Assignment ▸ Reproduce the lines below from the one that contains "Target: bridge over river" through the end, inclusive, and add nothing.

**** Provided entries ****

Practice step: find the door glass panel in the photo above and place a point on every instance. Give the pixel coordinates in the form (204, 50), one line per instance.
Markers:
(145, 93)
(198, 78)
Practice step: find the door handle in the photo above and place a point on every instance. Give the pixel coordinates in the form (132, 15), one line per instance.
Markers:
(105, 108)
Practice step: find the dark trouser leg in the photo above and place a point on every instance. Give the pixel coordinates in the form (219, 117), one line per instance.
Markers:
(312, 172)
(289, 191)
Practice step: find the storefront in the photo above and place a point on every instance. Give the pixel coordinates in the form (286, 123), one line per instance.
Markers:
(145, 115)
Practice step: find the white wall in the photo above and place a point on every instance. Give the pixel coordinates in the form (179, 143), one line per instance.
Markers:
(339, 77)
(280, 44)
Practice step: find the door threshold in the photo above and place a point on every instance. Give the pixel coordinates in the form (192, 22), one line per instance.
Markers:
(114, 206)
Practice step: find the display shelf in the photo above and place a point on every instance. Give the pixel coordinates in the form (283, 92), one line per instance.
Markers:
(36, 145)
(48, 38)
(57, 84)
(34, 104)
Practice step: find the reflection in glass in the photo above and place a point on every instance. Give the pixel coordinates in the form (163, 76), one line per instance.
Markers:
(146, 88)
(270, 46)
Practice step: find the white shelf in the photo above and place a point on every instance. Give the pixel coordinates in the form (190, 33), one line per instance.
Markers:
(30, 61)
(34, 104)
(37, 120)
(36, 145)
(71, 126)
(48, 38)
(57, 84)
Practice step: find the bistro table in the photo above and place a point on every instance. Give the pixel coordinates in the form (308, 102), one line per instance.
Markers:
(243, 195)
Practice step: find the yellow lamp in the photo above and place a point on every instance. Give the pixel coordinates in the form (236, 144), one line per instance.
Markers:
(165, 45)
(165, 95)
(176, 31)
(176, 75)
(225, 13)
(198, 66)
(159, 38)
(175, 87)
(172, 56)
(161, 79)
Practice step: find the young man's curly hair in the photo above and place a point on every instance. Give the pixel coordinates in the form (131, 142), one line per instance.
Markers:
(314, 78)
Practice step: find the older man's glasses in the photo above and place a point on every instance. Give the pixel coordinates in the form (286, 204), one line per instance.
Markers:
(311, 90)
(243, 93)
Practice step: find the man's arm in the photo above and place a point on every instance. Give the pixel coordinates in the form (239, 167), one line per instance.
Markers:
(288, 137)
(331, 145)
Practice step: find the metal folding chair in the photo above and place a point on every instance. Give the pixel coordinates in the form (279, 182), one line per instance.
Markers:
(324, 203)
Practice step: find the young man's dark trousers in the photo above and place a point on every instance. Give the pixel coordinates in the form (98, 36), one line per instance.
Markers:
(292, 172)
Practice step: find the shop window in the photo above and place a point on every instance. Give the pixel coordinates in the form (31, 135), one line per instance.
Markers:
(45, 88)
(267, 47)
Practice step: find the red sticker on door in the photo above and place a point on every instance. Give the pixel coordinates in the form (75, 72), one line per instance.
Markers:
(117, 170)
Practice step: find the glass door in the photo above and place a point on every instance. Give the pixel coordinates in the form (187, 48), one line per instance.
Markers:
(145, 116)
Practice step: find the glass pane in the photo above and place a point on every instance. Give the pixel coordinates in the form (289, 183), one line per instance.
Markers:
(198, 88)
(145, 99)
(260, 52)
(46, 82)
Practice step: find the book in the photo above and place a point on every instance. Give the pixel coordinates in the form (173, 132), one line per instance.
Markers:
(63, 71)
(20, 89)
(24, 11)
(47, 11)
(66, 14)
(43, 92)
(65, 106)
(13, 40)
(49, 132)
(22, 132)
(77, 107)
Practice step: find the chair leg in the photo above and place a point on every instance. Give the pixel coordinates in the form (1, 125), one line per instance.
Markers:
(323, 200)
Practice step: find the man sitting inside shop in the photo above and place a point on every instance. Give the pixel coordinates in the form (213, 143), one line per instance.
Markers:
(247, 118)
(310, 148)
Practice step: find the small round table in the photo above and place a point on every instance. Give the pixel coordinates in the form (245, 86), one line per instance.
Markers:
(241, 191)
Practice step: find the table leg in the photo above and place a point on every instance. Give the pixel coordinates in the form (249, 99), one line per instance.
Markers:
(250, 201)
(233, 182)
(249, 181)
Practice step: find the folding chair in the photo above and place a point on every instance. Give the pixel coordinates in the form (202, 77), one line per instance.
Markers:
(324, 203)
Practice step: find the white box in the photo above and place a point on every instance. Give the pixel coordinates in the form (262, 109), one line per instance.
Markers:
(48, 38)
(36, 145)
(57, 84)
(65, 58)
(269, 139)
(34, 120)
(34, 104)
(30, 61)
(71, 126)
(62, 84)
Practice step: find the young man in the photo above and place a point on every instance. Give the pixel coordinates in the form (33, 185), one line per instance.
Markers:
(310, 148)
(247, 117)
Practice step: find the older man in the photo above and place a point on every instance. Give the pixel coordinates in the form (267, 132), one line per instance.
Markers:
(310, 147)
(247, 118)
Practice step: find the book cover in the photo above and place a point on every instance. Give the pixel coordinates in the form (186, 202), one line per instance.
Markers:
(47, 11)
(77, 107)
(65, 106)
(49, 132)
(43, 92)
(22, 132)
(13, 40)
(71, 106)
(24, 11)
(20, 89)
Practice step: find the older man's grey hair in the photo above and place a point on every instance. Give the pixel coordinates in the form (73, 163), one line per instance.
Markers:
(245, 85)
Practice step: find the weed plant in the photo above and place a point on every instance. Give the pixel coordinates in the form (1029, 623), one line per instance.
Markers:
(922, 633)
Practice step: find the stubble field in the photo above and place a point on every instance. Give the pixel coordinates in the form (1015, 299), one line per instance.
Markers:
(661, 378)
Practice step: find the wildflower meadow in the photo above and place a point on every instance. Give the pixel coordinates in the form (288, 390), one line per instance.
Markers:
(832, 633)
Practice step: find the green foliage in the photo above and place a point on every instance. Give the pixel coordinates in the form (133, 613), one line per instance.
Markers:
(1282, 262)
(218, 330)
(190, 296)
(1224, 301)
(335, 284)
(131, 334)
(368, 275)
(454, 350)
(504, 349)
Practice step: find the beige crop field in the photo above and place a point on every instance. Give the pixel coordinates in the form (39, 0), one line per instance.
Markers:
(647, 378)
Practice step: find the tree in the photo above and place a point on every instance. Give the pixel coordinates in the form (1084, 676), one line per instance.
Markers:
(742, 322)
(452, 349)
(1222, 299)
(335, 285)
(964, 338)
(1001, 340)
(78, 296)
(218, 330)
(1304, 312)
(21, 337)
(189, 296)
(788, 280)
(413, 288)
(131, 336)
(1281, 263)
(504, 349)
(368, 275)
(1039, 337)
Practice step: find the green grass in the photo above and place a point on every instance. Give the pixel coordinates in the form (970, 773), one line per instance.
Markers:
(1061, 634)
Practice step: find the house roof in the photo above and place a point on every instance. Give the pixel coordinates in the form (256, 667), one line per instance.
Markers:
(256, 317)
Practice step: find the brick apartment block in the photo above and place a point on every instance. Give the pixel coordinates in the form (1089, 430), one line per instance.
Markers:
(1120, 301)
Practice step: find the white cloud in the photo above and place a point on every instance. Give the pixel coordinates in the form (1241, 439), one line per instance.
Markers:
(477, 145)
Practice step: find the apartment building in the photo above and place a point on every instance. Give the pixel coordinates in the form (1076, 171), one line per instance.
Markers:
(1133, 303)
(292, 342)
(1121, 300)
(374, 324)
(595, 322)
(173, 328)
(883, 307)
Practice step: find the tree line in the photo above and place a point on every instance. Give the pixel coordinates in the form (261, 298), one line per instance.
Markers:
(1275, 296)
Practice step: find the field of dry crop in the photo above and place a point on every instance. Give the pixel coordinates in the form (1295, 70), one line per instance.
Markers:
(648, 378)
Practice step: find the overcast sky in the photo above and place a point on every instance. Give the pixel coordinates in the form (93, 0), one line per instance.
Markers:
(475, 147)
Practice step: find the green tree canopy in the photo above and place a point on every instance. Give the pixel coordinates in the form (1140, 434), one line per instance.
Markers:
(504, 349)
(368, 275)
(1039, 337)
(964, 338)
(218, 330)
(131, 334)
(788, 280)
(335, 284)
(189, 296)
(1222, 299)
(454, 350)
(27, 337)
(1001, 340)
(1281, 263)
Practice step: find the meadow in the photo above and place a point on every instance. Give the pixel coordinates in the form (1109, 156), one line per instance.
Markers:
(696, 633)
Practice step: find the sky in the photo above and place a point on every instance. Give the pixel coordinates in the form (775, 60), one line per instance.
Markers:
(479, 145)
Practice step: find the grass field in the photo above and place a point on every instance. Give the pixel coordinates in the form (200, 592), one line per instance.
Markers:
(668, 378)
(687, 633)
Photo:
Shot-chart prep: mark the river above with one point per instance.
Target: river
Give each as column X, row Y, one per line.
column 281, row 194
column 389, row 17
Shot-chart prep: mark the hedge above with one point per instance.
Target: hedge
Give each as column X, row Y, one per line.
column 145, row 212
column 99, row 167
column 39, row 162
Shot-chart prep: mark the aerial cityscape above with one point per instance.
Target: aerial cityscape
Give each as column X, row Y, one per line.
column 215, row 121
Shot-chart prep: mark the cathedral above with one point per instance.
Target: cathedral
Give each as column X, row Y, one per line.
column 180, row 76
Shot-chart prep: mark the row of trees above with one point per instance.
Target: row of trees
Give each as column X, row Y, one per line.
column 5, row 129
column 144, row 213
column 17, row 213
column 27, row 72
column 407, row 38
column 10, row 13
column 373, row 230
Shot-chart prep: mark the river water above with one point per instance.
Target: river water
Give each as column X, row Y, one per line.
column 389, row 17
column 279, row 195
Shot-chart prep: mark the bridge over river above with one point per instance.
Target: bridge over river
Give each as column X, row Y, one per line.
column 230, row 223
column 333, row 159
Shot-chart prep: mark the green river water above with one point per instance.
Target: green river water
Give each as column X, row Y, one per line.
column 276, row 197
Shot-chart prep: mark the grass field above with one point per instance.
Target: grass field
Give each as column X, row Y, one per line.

****

Task solution ▸
Target: bridge over river
Give each as column X, row Y, one per line.
column 230, row 223
column 333, row 159
Shot-chart prep: mark the green river water above with one point per instance.
Target: green river water
Give each as column X, row Y, one per line.
column 276, row 197
Shot-chart prep: mark the grass field above with one point per instance.
Target: grass field
Give each as column X, row Y, one per line.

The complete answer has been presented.